> **Directions**
Copy the material below word for word, every line in order, with nothing added or left out.

> **Information provided**
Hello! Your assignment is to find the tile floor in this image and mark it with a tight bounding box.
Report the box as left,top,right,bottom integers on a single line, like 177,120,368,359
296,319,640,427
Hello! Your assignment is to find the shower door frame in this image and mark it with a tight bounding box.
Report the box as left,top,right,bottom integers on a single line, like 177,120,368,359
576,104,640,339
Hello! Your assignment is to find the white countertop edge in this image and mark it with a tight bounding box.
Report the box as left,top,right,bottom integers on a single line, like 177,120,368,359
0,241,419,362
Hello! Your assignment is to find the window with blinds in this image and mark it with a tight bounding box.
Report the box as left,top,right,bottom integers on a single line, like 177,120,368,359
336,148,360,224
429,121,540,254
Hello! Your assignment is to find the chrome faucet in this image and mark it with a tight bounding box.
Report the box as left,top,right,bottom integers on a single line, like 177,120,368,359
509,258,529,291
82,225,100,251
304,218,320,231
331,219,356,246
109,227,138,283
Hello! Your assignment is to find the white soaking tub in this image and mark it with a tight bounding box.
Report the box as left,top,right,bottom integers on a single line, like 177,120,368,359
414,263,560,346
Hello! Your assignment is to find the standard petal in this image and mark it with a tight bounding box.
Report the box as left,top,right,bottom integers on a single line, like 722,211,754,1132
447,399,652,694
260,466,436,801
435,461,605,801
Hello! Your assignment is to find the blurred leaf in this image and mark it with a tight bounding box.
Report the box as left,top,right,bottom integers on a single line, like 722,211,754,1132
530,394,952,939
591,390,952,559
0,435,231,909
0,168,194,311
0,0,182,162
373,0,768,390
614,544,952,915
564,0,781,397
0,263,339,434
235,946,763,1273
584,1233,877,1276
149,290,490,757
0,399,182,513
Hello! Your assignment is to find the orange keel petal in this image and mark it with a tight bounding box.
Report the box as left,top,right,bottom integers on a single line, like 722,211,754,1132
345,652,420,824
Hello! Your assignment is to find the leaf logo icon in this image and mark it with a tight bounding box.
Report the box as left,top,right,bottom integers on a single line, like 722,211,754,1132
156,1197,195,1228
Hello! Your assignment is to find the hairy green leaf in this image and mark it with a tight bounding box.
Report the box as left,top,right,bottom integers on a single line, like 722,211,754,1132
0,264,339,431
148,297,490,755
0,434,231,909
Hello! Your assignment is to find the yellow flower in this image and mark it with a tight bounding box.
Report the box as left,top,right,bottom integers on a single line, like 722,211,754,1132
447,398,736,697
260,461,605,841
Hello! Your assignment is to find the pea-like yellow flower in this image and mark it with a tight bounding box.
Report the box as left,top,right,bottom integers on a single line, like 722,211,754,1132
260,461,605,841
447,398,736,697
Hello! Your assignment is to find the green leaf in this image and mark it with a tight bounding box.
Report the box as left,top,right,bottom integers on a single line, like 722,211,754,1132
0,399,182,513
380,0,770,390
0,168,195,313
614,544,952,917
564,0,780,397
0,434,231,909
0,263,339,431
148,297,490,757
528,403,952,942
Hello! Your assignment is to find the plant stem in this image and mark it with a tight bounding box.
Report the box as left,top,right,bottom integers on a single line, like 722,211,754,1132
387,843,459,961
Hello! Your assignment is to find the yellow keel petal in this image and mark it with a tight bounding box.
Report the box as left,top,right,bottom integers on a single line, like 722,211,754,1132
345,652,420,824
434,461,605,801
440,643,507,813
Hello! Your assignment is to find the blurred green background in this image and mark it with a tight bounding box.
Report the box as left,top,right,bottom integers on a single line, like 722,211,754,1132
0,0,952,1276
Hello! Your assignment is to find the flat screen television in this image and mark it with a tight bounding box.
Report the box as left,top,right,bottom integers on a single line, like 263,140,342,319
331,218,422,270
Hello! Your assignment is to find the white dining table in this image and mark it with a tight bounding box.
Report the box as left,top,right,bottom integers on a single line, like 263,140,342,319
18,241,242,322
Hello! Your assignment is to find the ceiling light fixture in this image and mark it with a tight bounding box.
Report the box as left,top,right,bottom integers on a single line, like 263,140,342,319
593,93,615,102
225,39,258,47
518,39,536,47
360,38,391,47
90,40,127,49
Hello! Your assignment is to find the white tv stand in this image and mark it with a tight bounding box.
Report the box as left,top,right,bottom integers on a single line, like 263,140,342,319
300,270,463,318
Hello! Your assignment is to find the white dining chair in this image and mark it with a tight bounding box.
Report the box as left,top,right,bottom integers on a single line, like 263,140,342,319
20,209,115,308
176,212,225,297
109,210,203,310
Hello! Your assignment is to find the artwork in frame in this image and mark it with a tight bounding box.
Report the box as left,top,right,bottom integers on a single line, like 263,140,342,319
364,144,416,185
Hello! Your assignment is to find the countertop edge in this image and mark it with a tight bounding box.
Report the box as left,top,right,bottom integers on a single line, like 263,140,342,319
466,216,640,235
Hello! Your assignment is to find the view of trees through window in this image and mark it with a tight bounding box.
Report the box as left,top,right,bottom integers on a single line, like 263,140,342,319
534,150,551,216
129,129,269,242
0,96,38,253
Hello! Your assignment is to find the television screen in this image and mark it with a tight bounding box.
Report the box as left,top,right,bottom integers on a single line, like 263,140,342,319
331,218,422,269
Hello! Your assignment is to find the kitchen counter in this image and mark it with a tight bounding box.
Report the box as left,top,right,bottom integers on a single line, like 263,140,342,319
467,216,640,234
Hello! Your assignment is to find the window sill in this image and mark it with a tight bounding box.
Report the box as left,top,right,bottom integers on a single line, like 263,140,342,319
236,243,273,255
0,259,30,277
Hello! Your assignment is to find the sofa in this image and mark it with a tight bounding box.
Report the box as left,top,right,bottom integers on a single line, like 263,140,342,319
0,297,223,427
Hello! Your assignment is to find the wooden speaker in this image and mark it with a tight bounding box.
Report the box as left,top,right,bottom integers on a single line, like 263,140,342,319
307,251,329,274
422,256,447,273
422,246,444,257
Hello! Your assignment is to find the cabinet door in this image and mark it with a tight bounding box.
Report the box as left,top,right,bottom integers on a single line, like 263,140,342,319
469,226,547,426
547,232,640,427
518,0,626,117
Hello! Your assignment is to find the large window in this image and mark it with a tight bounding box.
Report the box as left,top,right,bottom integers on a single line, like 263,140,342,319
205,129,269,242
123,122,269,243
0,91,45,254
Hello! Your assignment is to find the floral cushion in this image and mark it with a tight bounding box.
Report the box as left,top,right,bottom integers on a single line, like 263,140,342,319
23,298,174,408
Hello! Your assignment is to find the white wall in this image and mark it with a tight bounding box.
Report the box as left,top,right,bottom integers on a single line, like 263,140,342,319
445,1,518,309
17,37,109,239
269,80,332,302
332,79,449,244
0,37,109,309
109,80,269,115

> **Complete output**
Hello! Your assignment is to find the tile floor in this image and mark it with a tight bounding box.
Report the box as left,top,right,bottom integers on a single line, like 177,120,368,359
296,319,640,427
Hello! Your assignment is to find the shower door frame in this image and mark it with a tight bounding box.
Report the box as left,top,right,bottom integers on a single line, like 177,120,368,359
576,104,640,339
Hello! Your assignment is to find the white countertop edge in this image and mark it with a tight bounding box.
Report the box as left,top,right,bottom integers on a single line, like 177,120,368,359
0,241,419,362
Hello! Your assignment is to find the window with blinds in this image and mark it with a tight bounding box.
Report the box as left,top,right,bottom integers on a single line, like 177,120,368,359
336,148,360,224
429,121,540,254
Hello! Your assignment is to find the chrome faucet in this image and mark it with a tight bounding box.
Report the box as left,top,right,bottom integers on a single line, like 177,120,368,359
509,258,529,291
82,225,100,251
304,218,320,231
331,219,356,246
109,227,138,283
Hello! Your assignment is to find the white soaking tub in this image and mark it with a tight bounding box.
Report the box as left,top,right,bottom integers on a single line, like 177,120,368,359
414,263,560,346
Hello! Your assignment is to find the standard petal in this image and mark it with a tight bounding box.
Report the box as left,top,right,bottom integers on a single line, like 722,211,754,1132
447,399,652,694
260,466,436,801
435,461,605,801
Hello! Your assignment is to find the blurred leaf in this image and mark it with a tight bounding box.
Report the box as left,top,right,bottom integers on a single line, like 722,211,754,1132
530,394,952,939
591,390,952,559
0,435,231,909
0,168,194,311
0,0,182,162
373,0,768,390
614,544,952,915
564,0,781,397
0,263,339,434
235,946,763,1273
584,1233,877,1276
149,290,490,757
0,399,182,513
Hello! Your assignment is to find the orange keel petal in this image and mark it with a tight bounding box.
Report the box as left,top,right,bottom integers on a single line, like 722,211,754,1132
345,652,420,824
Hello! Your assignment is to find the leaf logo icon in this image and mark it with a tight bounding box.
Report the box as left,top,right,bottom integers on a single line, like 722,211,754,1132
156,1197,195,1228
Hello! Your assignment is to find the hairy green leaf in this image and mark it with a tight bounding box.
Report the box as left,top,right,bottom integers on a single line, like 722,211,754,1132
0,264,339,431
148,297,490,755
0,434,231,909
Hello! Your assignment is to find the yellow flower in this image and mark it with a tight bounding box.
Report the box as left,top,right,bottom integers on a single line, like 722,211,754,1132
447,398,736,697
260,461,605,841
Hello! Your assignment is to find the pea-like yellow flower in this image and mark it with a tight bounding box.
Report the box as left,top,right,bottom integers on a single line, like 722,211,754,1132
260,461,605,841
447,398,736,697
Hello! Your assignment is to find the green leaf in this image and mark it with a tight bounding box.
Report the box as left,top,right,bottom integers on a single line, like 722,211,754,1132
0,399,182,513
380,0,770,390
0,168,195,313
614,544,952,917
564,0,780,397
0,434,231,909
0,263,339,431
148,297,490,757
528,403,952,942
Hello! Your assignment is to find the plant stem in this image and mark it with a tight bounding box.
Report the box as left,top,right,bottom integers on a single line, like 722,211,754,1132
387,843,459,961
Hello! Your assignment is to find the yellow keel petal in this image and mark it with a tight bounding box.
Report the box as left,top,right,bottom integers on a single line, like 722,211,754,1132
345,652,420,824
434,461,605,801
440,643,507,813
Hello! Your assignment is to find the blurred green background in this image and mark it with a tight bounding box.
Report the box as left,top,right,bottom integers on a single line, like 722,211,754,1132
0,0,952,1276
Hello! Your assignment is to find the flat screen television in this image and mark it with a tight bounding box.
Report the box as left,top,right,bottom integers on a single line, like 263,140,342,319
331,218,422,270
Hello! Your assignment is to find the white dining table in this image and mark it with a tight bounding box.
Report the box as left,top,right,bottom integers on a single line, like 263,140,342,319
18,241,242,322
Hello! Your assignment is to find the ceiling light fixture in this image and mark it with a tight bounding box.
Report the box as left,top,right,bottom integers on a single line, like 263,140,342,319
593,93,615,102
225,39,258,47
518,39,536,47
360,38,391,47
90,40,127,49
Hello! Your assignment is to find the white tv stand in this image and mark it with a tight bounding box.
Report the box as left,top,right,bottom integers on a single line, like 263,140,342,319
300,270,463,318
Hello! Your assignment is to find the white dining chair in this image and mark it with a tight bounding box.
Report the box as left,top,right,bottom integers on a single line, like 263,140,342,319
20,209,115,308
176,212,225,297
109,210,203,310
Hello! Your assignment is to find the artwork in frame in this image and mark it with a tight bounding box.
Report the box as left,top,right,bottom integers on a single line, like 263,140,342,319
364,144,416,185
Hello! Your assignment is to find the countertop edge in this image and mark it with a tight bounding box.
Report the box as left,top,right,bottom integers on a single line, like 263,140,342,319
466,216,640,235
Hello! Your assignment is to find the view of trees through window in this image and mark it with a tight bounding box.
Report the box as left,top,right,bottom integers on a single line, like 263,140,342,319
534,150,551,216
129,129,269,242
0,96,38,253
Hello! Your assignment is to find the television screen in this image and mark it with a tight bounding box.
Report the box as left,top,right,bottom integers on a single line, like 263,140,342,319
331,218,422,269
Hello! Your assignment is to find the kitchen counter in this image and mark it with a tight bounding box.
Report the box as left,top,right,bottom integers on a single line, like 263,140,342,319
467,216,640,234
Hello! Your assignment is to find the window sill in this image and mark it with a tight bounding box.
Report the box as left,top,right,bottom integers on a single line, like 263,140,342,319
236,243,273,255
0,259,30,277
Hello! Your assignment is to find the sofa in this image and mark it with a tight bounding box.
Report the box as left,top,right,bottom integers on a single line, like 263,140,342,319
0,297,223,427
Hello! Your assignment is to find the wooden speaker in this image and mark it with a tight bounding box.
Report the box as left,top,right,bottom integers on a single line, like 263,140,342,319
307,251,329,274
422,256,447,273
422,246,444,257
Hello! Your assignment is to find the cabinet door in this image and mark it with a tight bounding box.
Report the box as left,top,right,bottom integers on a single line, like 263,140,342,319
469,226,547,426
547,232,640,427
518,0,626,117
Hello! Your assignment is to find the large window in this image and mark it with a tight bounding box.
Report the box as left,top,right,bottom integers on a single line, like 263,140,342,319
205,129,269,242
123,122,269,243
0,91,45,254
Hello! Your assignment is to find the floral cushion in this image and mark it with a tight bounding box.
Report the box as left,top,right,bottom integers on a single line, like 263,140,342,319
23,298,174,408
Hello! Your assignment is to find the white wall in this image and mark it with a tight bounding box.
Report the box as left,top,right,bottom integers on a single line, like 263,140,342,319
445,1,518,309
17,37,109,239
269,80,332,302
332,79,449,244
0,37,109,309
109,80,269,115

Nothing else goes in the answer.